Goal:
Retype the stretch of the Wild Horses film summary from "After the robbery, Pedro" through "and mafia alike." without any changes.

Wild Horses () is a 1995 Argentine road movie directed by Marcelo Piñeyro and written by Piñeyro and Aída Bortnik. It stars Héctor Alterio, Leonardo Sbaraglia, Cecilia Dopazo and Federico Luppi in a cameo appearance. The film chronicles the five days of two fugitives on the run after robbing a corporation and being targeted by the media. The film was the most popular Argentinian film of the year. It was selected as the Argentine entry for the Best Foreign Language Film at the 68th Academy Awards, but was not accepted as a nominee.

Plot 
José is an aging anarchist who decides to get even with the corporation that stole $15,344 from his family 18 years ago. When confronted by the yuppie manager, Pedro Mendoza, José threatens to kill himself and orders him to hand in the requested amount of money. In the ensuing chaos, Pedro stumbles upon a drawer holding half a million dollars, and puts it all in the bag. He then asks José to take him hostage so that the police will not shoot them, and both drive away successfully.

After the robbery, Pedro is confronted with a dilemma: he cannot turn himself in, because the stolen money is laundered money and he will thus have trouble with the mafia, so he decides to join José on a road trip to Patagonia as they run away from police and mafia alike.

On their way to the border they bond and decide to correct those false claims made by the media so as to clear their names and justify their actions. They tape a message and send it to the TV, and on the way to safety they are aided by gas station attendants who view the couple as modern-day Robin Hoods. They are nicknamed by the press coverage "Los Indomables" (The Untameable).

They decide to take a bus that will get them closer to the border with Chile (because their car ended up in a river). Aboard they meet a punk girl, Ana, who steals the bag containing the half million dollars, but promptly returns it when they catch up with her. They decide to let her into their society, and she steals a jeep for them. The three decide to "return" the money to the people, and rain the half-million on a cheering crowd, keeping only what is necessary for the trip. After that they are on the run again.

"Los Indomables" manage to get to the border after dodging a pursuing helicopter; with the aid of the gas station attendants they avoid road blocks and the two hitmen sent by the mafia, whom they finally encounter and get rid of. Once at the border, they meet with Eusebio, husband to the sister of José's long dead wife. After reconciling with him, he reveals his profession - kept secret throughout the film - to Pedro: horse breeder.

In the final moments of the movie, José bids farewell to Pedro and Ana, who have fallen in love, as they ride away on two horses to the border. José then frees all of his horses, and as he sets the last one going, he is shot in the back by a person offscreen. He dies, and the end is a montage of José's horses running free, and José himself dancing (from a previous scene in the movie) and shouting to the skies how good it feels to feel alive.

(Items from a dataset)
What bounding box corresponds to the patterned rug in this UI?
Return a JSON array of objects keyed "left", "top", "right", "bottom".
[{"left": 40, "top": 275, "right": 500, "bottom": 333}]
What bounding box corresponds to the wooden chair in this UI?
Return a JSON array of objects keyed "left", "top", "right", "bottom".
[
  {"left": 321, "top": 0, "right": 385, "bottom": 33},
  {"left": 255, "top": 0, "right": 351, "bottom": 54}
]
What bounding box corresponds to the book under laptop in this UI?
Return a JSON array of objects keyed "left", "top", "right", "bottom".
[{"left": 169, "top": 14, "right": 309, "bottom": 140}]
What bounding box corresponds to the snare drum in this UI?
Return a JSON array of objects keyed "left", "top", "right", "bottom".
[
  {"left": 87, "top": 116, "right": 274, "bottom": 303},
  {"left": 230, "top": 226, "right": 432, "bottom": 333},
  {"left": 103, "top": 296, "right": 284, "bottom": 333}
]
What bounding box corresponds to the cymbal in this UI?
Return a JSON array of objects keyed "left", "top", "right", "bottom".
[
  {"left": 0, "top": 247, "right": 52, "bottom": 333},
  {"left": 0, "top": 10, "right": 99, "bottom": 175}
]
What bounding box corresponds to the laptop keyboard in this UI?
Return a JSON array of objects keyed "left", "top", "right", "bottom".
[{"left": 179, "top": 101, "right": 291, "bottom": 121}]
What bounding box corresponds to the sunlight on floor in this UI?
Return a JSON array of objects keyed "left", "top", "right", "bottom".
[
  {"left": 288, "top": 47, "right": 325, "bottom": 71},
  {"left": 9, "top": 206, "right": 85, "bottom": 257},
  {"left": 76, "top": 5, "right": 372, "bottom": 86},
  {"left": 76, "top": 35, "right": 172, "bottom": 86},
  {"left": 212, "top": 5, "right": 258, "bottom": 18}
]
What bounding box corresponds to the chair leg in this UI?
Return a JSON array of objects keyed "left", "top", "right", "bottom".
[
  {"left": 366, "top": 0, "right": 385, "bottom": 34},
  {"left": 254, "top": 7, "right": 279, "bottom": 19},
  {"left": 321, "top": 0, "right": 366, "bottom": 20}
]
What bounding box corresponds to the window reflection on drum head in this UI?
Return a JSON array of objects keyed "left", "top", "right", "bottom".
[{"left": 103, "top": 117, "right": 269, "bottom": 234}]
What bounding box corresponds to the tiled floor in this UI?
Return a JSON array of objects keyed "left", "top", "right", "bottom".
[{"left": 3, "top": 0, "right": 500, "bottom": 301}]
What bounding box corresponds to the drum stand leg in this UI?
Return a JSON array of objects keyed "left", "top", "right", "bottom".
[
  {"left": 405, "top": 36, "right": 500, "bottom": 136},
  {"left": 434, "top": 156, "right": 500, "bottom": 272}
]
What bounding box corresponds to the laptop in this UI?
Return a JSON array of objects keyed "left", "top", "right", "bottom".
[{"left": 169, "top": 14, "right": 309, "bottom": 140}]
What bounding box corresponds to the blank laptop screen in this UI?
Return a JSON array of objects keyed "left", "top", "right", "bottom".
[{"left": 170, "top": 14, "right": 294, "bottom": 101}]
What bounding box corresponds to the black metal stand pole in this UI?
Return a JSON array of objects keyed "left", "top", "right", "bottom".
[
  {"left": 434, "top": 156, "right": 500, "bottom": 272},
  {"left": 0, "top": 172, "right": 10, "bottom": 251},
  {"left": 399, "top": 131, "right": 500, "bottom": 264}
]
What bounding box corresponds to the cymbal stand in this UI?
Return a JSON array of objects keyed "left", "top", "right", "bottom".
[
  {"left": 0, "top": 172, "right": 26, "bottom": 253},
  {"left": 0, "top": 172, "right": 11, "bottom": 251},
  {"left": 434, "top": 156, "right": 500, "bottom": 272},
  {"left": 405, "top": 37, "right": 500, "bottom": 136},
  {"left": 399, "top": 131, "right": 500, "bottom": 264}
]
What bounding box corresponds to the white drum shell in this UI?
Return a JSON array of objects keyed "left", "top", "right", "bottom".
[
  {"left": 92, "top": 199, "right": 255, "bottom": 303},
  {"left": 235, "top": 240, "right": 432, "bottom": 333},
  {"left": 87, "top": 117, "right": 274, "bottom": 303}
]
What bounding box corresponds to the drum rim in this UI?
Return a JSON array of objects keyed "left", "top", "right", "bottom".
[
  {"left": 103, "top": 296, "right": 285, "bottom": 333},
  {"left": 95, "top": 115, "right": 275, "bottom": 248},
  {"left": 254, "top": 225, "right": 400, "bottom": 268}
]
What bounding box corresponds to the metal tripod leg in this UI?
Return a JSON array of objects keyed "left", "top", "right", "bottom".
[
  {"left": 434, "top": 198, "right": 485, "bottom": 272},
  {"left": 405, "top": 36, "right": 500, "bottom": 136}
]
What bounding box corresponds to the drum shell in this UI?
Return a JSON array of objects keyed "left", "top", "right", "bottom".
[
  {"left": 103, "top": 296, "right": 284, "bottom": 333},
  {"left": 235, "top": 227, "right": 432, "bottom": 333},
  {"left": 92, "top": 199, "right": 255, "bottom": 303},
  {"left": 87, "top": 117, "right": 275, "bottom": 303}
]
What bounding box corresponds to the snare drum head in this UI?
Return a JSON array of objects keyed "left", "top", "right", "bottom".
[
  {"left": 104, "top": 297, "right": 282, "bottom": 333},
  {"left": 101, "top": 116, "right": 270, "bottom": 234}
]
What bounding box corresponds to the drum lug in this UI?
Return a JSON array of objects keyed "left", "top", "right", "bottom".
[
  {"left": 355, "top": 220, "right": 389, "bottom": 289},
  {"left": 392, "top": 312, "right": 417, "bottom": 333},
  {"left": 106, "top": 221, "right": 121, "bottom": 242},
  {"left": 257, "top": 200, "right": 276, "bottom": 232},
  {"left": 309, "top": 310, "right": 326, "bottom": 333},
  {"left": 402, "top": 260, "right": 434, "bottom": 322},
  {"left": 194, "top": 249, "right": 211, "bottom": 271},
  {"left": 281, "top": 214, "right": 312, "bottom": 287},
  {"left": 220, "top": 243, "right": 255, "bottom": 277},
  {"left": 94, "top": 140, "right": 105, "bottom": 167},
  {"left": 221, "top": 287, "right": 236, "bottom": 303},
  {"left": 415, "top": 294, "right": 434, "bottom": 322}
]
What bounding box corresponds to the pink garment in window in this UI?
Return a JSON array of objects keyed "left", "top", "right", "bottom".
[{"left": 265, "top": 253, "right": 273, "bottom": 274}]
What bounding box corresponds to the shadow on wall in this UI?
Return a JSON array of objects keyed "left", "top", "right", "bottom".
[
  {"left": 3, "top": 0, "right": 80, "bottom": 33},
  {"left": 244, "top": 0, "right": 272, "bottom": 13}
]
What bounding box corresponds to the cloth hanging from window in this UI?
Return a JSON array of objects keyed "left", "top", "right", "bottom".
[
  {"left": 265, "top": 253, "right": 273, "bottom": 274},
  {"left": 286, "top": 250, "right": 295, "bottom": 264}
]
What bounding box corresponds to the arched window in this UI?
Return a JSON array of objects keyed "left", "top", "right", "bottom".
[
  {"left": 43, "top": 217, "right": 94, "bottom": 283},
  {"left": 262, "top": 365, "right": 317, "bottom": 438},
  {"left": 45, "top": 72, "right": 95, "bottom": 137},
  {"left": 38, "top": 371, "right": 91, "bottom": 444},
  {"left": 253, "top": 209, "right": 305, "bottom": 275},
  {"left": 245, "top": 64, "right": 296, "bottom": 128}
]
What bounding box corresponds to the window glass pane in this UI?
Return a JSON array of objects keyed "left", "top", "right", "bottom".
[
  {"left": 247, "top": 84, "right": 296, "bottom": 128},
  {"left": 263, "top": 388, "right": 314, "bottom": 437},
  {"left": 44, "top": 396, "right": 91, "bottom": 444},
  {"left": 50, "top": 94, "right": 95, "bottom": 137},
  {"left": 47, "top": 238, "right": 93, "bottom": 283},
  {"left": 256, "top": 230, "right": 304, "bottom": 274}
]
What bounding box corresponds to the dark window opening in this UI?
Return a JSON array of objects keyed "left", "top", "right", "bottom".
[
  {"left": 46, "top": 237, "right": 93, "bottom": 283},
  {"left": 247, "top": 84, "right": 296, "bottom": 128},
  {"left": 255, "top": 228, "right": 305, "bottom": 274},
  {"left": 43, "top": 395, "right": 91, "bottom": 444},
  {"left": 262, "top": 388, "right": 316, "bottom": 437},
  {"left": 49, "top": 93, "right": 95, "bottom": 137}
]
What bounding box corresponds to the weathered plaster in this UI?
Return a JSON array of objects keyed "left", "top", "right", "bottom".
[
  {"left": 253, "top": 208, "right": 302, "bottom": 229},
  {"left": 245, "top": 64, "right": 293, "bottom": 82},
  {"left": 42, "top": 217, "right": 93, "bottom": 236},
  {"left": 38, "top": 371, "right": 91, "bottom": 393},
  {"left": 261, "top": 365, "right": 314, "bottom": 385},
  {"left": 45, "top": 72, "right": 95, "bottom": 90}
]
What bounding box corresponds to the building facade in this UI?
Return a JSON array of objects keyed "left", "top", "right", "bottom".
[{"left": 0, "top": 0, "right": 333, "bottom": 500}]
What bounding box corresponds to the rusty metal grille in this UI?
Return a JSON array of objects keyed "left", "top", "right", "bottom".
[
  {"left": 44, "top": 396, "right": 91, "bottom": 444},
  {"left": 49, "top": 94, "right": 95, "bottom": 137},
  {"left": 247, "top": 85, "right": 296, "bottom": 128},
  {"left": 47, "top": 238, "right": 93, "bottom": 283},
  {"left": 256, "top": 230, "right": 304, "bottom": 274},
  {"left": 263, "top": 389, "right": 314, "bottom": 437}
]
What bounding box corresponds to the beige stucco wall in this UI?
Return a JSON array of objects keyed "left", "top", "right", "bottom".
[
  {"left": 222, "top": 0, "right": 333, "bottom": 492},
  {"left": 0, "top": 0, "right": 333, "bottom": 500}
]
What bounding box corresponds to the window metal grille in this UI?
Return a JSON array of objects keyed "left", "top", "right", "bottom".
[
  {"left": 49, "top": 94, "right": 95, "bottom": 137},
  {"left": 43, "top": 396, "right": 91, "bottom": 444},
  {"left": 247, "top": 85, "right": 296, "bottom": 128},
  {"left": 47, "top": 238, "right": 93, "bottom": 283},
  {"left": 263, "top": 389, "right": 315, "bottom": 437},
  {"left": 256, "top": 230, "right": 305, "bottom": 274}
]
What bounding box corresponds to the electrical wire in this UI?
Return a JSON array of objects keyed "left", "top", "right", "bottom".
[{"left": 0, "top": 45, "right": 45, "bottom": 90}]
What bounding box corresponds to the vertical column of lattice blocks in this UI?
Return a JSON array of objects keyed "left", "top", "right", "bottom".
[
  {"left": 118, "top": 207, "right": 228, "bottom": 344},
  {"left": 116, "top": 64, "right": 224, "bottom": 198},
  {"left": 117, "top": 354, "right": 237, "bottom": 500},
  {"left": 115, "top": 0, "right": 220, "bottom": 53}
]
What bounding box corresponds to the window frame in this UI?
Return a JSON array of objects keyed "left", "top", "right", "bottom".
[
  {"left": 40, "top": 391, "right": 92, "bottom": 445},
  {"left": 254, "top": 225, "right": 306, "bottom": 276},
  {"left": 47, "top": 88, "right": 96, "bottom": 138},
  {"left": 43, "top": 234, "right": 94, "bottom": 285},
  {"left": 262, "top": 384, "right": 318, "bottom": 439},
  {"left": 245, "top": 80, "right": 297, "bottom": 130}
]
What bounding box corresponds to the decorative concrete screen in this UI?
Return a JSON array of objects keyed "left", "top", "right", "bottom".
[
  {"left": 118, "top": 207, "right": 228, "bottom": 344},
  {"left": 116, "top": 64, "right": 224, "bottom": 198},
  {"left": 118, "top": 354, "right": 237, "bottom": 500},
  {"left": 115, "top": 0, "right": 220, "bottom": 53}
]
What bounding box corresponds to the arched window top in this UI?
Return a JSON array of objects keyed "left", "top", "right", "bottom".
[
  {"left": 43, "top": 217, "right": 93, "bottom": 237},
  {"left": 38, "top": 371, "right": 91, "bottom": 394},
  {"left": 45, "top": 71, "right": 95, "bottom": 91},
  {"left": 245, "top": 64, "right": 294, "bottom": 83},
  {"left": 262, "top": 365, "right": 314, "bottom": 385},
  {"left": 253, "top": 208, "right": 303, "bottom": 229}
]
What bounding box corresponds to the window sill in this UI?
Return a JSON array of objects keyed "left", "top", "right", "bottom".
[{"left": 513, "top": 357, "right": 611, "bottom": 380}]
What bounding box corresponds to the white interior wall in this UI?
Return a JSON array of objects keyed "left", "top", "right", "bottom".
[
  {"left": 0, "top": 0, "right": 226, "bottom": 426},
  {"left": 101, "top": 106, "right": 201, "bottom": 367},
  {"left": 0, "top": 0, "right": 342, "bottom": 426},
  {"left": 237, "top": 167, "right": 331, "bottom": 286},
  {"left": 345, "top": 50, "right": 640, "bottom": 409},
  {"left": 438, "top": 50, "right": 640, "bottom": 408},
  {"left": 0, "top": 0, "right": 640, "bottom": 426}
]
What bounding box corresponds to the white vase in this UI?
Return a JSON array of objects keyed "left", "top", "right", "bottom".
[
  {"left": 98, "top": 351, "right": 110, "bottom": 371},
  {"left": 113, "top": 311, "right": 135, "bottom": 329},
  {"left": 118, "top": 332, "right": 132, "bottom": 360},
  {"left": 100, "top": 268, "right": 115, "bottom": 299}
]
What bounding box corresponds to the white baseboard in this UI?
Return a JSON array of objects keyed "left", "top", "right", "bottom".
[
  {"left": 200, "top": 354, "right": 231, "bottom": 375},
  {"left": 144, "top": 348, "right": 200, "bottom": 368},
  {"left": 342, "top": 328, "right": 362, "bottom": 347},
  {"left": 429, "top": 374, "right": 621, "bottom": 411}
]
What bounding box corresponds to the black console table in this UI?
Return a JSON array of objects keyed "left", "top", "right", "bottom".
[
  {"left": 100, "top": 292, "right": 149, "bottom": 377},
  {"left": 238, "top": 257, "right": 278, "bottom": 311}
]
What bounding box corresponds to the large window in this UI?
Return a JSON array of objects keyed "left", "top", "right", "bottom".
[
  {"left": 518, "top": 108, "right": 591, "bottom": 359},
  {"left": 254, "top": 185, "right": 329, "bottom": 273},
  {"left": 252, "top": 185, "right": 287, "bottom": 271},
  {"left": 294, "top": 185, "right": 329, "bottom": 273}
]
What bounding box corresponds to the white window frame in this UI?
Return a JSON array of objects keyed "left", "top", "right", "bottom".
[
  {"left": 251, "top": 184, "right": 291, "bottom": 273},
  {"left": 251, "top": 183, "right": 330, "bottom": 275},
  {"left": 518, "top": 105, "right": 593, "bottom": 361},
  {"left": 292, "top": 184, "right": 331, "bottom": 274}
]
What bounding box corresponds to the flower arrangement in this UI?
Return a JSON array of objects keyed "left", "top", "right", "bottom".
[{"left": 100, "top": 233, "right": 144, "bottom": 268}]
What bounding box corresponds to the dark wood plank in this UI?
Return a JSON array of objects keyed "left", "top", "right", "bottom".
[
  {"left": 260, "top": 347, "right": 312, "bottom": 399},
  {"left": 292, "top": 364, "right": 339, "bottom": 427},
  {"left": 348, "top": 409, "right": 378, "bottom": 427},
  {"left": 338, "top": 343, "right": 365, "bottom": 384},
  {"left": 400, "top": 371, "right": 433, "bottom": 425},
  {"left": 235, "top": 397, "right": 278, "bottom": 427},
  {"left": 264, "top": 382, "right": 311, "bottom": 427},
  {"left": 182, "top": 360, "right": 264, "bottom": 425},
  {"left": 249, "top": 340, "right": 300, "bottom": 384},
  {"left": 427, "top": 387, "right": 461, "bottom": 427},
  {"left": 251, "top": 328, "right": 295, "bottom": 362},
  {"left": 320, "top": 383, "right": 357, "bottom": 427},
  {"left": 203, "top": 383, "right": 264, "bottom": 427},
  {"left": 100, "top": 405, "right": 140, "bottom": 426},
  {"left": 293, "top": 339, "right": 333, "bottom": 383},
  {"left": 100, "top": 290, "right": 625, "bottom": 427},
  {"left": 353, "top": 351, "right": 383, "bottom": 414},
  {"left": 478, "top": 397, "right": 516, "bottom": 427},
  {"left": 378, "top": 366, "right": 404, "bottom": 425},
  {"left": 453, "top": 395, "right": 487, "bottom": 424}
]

Exercise response:
After the robbery, Pedro is confronted with a dilemma: he cannot turn himself in, because the stolen money is laundered money and he will thus have trouble with the mafia, so he decides to join José on a road trip to Patagonia as they run away from police and mafia alike.